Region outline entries
┌──
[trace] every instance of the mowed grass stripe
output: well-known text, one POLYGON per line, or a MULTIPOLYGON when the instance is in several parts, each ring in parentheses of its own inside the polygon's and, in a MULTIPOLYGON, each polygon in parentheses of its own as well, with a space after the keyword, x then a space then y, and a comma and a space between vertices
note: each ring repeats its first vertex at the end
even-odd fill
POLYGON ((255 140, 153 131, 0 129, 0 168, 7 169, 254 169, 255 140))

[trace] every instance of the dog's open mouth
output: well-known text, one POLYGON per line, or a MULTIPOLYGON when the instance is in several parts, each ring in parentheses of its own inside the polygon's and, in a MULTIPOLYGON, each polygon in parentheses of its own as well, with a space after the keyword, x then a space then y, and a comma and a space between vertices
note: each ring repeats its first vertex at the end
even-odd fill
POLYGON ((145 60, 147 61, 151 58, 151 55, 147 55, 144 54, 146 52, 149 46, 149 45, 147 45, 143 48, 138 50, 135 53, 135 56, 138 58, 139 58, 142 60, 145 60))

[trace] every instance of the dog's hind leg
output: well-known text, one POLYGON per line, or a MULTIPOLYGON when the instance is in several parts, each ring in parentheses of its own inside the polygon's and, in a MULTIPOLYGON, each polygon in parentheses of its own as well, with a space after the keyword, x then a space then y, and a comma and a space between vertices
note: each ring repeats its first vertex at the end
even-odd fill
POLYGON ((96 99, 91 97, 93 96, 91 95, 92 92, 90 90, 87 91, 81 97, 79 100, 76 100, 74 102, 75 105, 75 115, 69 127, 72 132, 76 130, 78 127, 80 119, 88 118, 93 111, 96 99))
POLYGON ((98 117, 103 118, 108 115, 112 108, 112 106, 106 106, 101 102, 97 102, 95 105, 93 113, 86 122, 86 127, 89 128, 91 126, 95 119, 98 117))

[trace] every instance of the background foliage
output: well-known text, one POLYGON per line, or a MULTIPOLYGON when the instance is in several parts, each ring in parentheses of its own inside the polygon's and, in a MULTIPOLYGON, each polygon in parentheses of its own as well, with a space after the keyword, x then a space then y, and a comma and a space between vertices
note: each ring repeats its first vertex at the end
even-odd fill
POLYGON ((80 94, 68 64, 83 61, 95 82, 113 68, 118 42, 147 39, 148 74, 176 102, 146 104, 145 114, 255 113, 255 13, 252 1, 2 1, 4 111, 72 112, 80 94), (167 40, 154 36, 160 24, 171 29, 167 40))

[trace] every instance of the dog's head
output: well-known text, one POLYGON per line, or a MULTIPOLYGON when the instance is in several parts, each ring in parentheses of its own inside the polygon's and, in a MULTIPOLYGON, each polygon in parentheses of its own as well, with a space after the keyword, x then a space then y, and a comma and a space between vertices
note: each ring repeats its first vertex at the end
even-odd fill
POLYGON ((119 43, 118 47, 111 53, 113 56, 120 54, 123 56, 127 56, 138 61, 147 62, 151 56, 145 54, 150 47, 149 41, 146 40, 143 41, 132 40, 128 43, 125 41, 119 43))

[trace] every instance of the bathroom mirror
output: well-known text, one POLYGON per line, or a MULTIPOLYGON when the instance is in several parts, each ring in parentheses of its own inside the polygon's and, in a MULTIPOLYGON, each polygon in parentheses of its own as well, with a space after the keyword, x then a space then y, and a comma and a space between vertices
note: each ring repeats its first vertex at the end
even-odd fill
└──
- **Written instruction**
Transcribe, word for word, every line from the one containing "[trace] every instance of the bathroom mirror" through the final line of the entries, and nothing else.

- **Completed task**
[trace] every instance of the bathroom mirror
output: well-known text, one POLYGON per line, or a MULTIPOLYGON when the instance is in several parts, each ring in parentheses of its own inside the polygon's and, in a MULTIPOLYGON, each polygon in parentheses of its own as well, with a space after the keyword, x then a space then y, and a comma and a space between vertices
note: each ring repeats its first vertex at the end
even-odd fill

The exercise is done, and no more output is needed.